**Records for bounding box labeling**
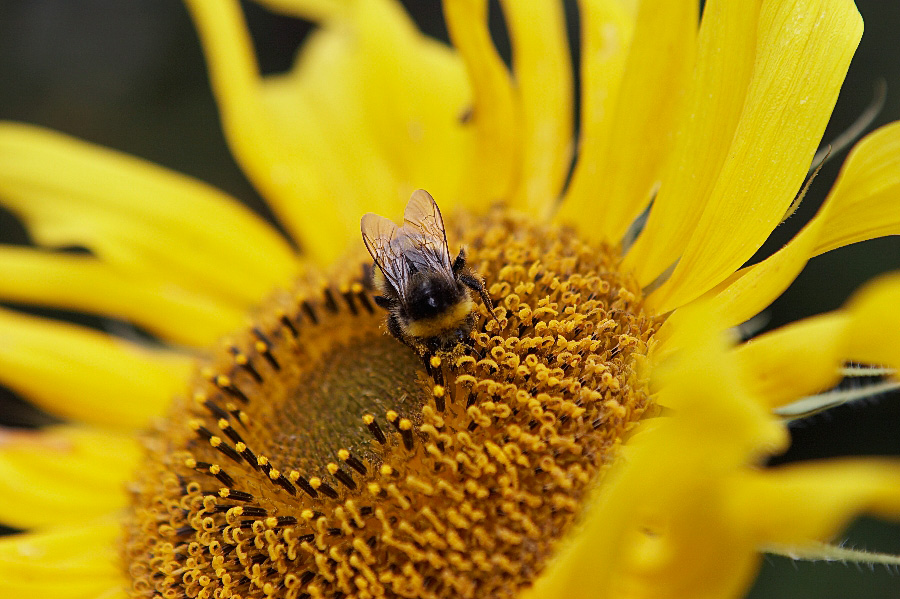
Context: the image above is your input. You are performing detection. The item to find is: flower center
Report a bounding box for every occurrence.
[124,209,657,599]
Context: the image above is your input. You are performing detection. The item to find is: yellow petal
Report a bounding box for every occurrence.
[531,306,787,599]
[729,459,900,545]
[735,275,900,408]
[563,0,636,227]
[189,0,469,261]
[502,0,574,218]
[444,0,522,205]
[648,0,862,313]
[624,0,760,285]
[0,246,244,347]
[256,0,356,20]
[735,314,850,408]
[0,427,142,528]
[843,273,900,369]
[667,123,900,326]
[0,124,297,306]
[0,518,127,599]
[0,310,193,428]
[558,1,697,242]
[814,123,900,255]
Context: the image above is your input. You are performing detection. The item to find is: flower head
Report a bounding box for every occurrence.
[0,0,900,598]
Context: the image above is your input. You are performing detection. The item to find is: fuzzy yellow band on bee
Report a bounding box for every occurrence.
[404,298,475,337]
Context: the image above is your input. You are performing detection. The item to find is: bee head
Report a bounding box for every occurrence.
[406,272,461,320]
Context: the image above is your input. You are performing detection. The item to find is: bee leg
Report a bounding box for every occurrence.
[388,314,409,345]
[457,274,500,324]
[453,248,466,275]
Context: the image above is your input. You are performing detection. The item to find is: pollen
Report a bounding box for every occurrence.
[123,209,660,599]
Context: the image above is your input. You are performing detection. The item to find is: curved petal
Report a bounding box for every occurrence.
[0,123,297,307]
[189,0,469,261]
[533,300,787,599]
[0,518,128,599]
[0,246,245,347]
[256,0,358,20]
[502,0,574,218]
[0,310,193,429]
[735,275,900,408]
[557,1,697,242]
[673,123,900,326]
[0,427,143,529]
[813,122,900,255]
[443,0,522,206]
[624,0,761,285]
[729,459,900,546]
[647,0,862,313]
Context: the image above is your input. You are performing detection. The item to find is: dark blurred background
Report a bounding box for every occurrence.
[0,0,900,599]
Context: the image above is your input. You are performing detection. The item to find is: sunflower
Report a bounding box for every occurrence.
[0,0,900,599]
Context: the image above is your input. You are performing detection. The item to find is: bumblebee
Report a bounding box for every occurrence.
[360,189,493,352]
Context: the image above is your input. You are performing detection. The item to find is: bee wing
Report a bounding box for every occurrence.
[359,212,409,298]
[400,189,453,278]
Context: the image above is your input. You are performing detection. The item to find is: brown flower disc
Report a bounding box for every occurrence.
[123,209,658,599]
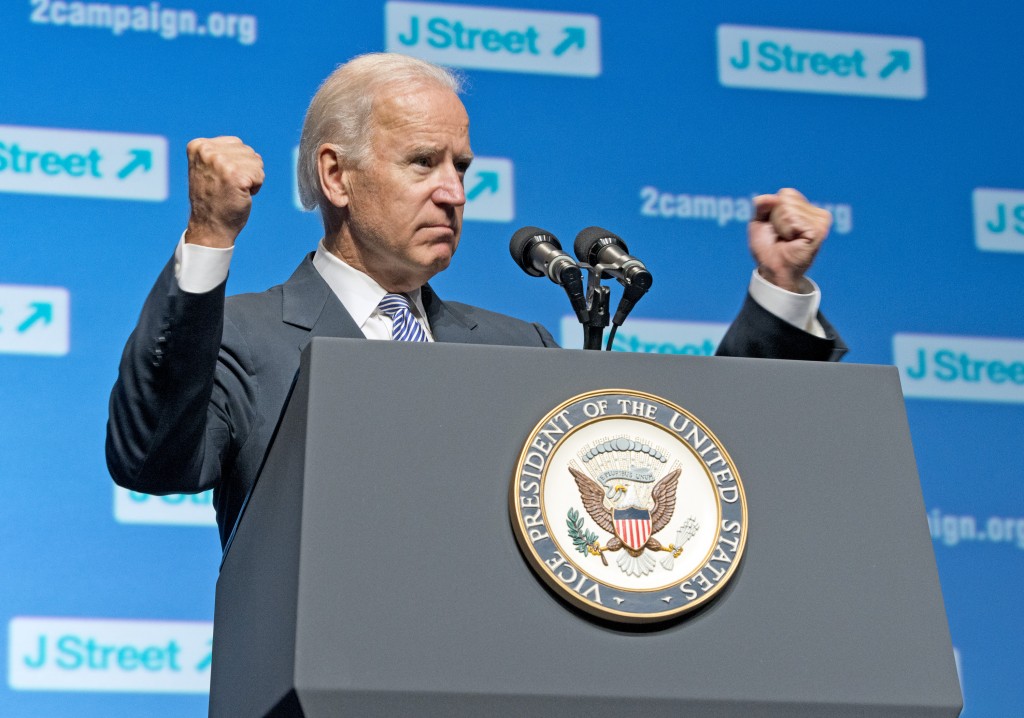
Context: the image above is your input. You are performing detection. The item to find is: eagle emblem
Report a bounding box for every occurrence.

**What to work on**
Rewrite the records from the line with "find is: bumblebee" up to and including the line with "[400,189,453,278]", keeping the requests, and scale each box coordinate in the answers by 0.75, rounding to whole numbers with halves going up.

**Worked solution**
Context: the image above is your input. You are performing detection. The item to find is: bumblebee
Report a bounding box for every occurrence.
[270,142,370,264]
Context: the image above is your input. You are performing detection. The item to find is: bee wing
Report a bounding box for every occurrence.
[269,159,307,224]
[300,142,340,209]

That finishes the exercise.